So it's no surprise that the Presidential campaigns want to paint each other as bad on Medicare and voters in Colorado are being treated to dueling ads with that goal.

Throughout the 2012 political season, 9NEWS will hold those who run political ads on our networks accountable for what they say.

The Romney ad starts by playing to emotions, with an announcer reminding viewers, "you paid into Medicare for years."

The ad goes on to claim that, "[President] Obama has cut $716 billion from Medicare. Why? To pay for Obamacare."

This claim is half-true.

It originates from a CBO letter to House Speaker John Boehner that said a repeal of the Affordable Care Act would require $716 billion more to be spent on Medicare. 

That's because "Obamacare" controls the future cost of Medicare by lowering the rates it pays to hospitals and insurance companies.

You can construe that as cutting Medicare spending, but it's not a literal cut to the Medicare budget.

None of that cut is to benefits.

"So now the money you paid for your guaranteed healthcare is going to a massive new government program that's not for you," the ad goes on to claim.

That is a misleading statement.

It leaves viewers with the impression that President Obama raided money from Medicare and spent it on a bunch of new healthcare programs.

## PROBLEM REQUIREMENTS
From the fact-check of the Medicare ads above, list every line it quotes from the Romney ad.

Stored data entries:
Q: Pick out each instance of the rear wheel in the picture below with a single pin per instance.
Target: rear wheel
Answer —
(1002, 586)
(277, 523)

## COMPLETED TASK
- "you paid into Medicare for years."
- "[President] Obama has cut $716 billion from Medicare. Why? To pay for Obamacare."
- "So now the money you paid for your guaranteed healthcare is going to a massive new government program that's not for you"